Task description » Rewrite the entries from the line that has "Spot any visible carved finial." through the line that has "[187,241,233,349]", adding 77 to every number in the box coordinates. Copy the wording lines unchanged, and include nothing outside that span.

Data »
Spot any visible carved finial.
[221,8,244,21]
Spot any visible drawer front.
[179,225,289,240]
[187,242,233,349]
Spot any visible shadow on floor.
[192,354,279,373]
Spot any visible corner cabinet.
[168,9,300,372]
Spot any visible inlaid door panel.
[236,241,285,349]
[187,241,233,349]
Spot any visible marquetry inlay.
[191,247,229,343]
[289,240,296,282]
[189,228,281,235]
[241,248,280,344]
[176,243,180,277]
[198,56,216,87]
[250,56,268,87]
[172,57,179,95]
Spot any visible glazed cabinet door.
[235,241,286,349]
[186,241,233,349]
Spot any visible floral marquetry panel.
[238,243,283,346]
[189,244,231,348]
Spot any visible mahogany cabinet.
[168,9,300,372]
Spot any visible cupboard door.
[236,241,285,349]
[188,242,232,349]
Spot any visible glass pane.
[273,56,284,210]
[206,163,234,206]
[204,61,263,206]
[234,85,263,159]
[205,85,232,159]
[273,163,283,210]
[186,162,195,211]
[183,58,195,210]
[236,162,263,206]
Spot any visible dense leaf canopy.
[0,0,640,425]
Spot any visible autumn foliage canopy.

* * *

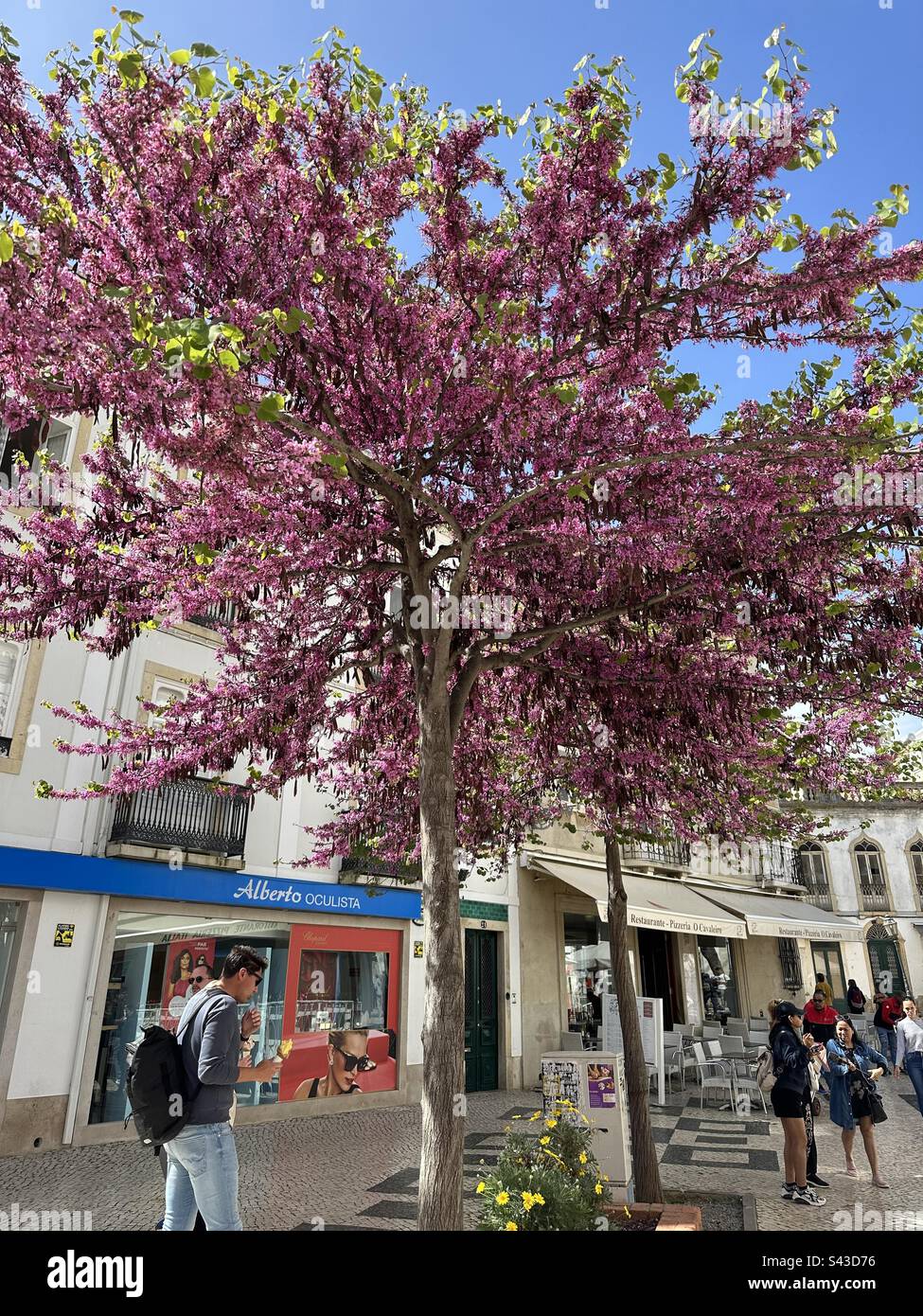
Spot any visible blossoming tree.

Task output »
Spot any visible carved finial.
[298,85,321,98]
Spot any visible drawer front.
[256,302,366,317]
[264,319,310,426]
Spot any visible shadow on floor.
[269,431,356,450]
Spot any visible corner cabinet.
[245,86,377,449]
Spot any visible inlaid door panel.
[313,318,362,426]
[264,318,310,426]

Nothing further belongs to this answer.